* **Dataset rows about object locations**
* start *

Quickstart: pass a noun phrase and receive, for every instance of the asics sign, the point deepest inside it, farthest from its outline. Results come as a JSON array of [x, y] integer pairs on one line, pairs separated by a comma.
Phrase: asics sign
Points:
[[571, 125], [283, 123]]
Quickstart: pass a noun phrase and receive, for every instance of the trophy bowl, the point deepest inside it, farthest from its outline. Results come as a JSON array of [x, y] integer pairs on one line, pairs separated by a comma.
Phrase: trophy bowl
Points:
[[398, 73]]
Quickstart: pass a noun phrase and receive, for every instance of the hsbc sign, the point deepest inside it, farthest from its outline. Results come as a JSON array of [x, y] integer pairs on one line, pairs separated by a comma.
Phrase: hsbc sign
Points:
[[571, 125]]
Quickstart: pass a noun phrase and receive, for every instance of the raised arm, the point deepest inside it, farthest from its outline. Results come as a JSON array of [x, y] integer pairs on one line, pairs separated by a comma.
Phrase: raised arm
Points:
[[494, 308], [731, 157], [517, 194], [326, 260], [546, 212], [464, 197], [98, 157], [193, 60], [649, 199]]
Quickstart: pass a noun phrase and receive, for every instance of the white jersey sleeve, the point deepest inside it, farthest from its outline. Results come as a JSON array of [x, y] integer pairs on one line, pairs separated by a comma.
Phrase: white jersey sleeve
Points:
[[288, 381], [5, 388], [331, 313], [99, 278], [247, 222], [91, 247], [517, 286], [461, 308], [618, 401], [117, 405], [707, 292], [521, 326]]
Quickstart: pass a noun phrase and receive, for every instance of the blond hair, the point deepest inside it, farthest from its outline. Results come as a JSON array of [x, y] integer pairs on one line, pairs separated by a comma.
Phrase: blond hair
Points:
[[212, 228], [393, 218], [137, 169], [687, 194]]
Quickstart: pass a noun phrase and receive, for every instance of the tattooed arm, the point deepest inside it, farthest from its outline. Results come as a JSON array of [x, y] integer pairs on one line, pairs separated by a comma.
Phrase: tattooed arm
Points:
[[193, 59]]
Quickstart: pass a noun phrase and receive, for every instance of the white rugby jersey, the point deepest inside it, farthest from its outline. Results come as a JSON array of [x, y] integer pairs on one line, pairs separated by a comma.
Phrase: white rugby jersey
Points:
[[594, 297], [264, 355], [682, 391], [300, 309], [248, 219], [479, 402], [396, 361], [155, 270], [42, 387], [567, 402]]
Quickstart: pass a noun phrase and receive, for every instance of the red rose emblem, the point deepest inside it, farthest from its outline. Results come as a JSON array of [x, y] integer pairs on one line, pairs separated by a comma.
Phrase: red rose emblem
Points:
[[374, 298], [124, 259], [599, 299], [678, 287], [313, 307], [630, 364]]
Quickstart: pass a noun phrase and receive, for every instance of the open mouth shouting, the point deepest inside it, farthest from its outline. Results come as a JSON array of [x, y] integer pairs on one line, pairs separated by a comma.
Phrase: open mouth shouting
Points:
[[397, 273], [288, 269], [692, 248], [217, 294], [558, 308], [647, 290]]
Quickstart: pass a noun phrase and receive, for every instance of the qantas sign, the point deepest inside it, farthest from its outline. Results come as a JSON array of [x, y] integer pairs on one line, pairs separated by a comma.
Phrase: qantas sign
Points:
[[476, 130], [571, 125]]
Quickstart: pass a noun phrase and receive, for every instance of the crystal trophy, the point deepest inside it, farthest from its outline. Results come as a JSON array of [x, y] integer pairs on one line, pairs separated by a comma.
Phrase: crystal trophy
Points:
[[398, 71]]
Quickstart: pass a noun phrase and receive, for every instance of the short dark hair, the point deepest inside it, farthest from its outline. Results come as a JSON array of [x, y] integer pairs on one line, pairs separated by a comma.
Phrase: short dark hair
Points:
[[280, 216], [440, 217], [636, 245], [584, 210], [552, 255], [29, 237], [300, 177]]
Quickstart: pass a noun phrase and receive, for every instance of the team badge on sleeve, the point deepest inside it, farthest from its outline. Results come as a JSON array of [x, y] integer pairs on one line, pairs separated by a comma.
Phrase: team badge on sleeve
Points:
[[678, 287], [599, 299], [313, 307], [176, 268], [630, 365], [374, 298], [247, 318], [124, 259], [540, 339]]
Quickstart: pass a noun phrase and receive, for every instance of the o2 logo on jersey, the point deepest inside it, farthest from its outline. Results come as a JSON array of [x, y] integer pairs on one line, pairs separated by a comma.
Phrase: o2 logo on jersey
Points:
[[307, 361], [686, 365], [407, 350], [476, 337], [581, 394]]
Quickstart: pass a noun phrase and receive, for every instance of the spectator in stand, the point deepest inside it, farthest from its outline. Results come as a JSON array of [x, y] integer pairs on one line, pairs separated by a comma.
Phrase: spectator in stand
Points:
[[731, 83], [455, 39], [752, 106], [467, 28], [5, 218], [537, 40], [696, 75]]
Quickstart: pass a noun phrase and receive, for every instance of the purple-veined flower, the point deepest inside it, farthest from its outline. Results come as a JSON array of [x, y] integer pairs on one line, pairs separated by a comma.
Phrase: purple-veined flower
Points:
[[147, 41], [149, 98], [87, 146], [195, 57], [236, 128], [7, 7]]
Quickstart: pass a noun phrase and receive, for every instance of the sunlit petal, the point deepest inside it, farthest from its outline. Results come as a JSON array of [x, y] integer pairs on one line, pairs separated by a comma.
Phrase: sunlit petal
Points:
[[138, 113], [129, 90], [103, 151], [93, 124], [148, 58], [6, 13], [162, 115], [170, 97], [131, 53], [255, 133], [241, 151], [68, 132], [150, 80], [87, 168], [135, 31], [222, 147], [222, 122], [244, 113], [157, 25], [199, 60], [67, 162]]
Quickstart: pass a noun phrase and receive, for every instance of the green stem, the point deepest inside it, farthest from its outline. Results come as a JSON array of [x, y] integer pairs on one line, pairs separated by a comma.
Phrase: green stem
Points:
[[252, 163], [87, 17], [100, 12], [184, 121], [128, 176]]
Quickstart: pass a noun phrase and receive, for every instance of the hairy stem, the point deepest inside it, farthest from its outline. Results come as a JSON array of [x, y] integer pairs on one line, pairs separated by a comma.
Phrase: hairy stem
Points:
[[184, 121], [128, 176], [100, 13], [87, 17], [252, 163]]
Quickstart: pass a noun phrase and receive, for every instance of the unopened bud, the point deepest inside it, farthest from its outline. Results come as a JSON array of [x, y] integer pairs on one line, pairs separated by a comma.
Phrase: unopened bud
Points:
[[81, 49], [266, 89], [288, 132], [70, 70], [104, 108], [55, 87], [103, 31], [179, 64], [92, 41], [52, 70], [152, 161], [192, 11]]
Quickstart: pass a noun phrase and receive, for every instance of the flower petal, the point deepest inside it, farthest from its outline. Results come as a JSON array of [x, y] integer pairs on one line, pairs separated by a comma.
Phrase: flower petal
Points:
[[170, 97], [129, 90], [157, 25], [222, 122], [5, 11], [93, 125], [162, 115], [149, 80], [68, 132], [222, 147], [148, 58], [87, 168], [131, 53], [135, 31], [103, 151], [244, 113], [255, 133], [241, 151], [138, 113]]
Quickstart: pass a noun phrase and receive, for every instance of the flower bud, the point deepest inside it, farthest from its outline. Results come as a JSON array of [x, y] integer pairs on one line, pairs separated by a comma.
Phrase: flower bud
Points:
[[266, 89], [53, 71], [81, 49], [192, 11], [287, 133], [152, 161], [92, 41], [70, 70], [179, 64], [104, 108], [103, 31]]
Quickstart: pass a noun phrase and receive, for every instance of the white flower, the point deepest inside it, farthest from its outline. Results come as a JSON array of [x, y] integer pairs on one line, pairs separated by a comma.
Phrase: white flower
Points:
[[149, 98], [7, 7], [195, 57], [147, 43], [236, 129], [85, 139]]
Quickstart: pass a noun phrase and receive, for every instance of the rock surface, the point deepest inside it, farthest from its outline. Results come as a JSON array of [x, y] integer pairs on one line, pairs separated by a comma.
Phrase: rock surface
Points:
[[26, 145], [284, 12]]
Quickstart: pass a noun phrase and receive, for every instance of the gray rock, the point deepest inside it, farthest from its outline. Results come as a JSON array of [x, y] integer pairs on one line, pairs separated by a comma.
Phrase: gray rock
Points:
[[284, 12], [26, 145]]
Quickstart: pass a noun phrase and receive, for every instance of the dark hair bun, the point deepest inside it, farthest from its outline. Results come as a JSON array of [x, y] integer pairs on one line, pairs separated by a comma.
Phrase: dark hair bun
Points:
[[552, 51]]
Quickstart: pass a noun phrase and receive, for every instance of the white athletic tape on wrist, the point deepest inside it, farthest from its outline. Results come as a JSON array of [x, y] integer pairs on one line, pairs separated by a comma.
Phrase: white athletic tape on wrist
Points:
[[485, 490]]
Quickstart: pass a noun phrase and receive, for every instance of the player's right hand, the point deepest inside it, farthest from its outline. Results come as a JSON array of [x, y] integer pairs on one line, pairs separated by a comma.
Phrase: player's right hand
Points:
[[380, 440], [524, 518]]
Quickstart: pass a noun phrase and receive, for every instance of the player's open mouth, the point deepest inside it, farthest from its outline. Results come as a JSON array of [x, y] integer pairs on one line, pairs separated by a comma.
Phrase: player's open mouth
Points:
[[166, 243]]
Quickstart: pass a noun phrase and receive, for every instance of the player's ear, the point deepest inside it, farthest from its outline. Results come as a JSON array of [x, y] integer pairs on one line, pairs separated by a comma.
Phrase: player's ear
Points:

* end *

* **What you should do**
Recast the lines from the one containing "of the short" through the one containing "237], [300, 177]]", both included, as a Markdown table with the columns "No." and "Line", leaving out any blank lines.

* **Complete output**
| No. | Line |
|---|---|
| 1 | Quickstart: pass a noun phrase and receive, for every instance of the short dark hair, the point deepest inside it, farthest from its outline. Results come as a JSON array of [x, y] integer pairs on one line, pairs separated by a comma. |
| 2 | Phrase: short dark hair |
| 3 | Points: |
| 4 | [[280, 216], [440, 217], [636, 245], [584, 210], [552, 255], [29, 237], [300, 177]] |